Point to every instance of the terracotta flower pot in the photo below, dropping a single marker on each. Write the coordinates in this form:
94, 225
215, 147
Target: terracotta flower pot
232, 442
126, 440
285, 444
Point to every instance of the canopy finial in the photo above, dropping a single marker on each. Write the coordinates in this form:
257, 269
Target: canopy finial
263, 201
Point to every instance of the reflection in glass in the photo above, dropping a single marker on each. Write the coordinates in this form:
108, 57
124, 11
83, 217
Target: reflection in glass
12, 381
==*==
**ASSIGNMENT**
Copy all the records above exactly, missing none.

**RESPONSE TO THIS EXERCISE**
Point to every instance of the terracotta flower pot in the photo below, dropping a single marker on each. Write the coordinates in this form:
94, 225
215, 147
Target: terracotta flower pot
232, 442
126, 440
285, 444
Point to every instance of the canopy finial in the photo above, dropping a single marker on each. Write the coordinates in this form:
257, 269
Target: canopy finial
263, 201
Point to every instance of the reflection in glass in the photo above, dropping a single marker on each. Write the coordinates in this form:
108, 57
124, 11
83, 217
Target: reflection in glass
12, 381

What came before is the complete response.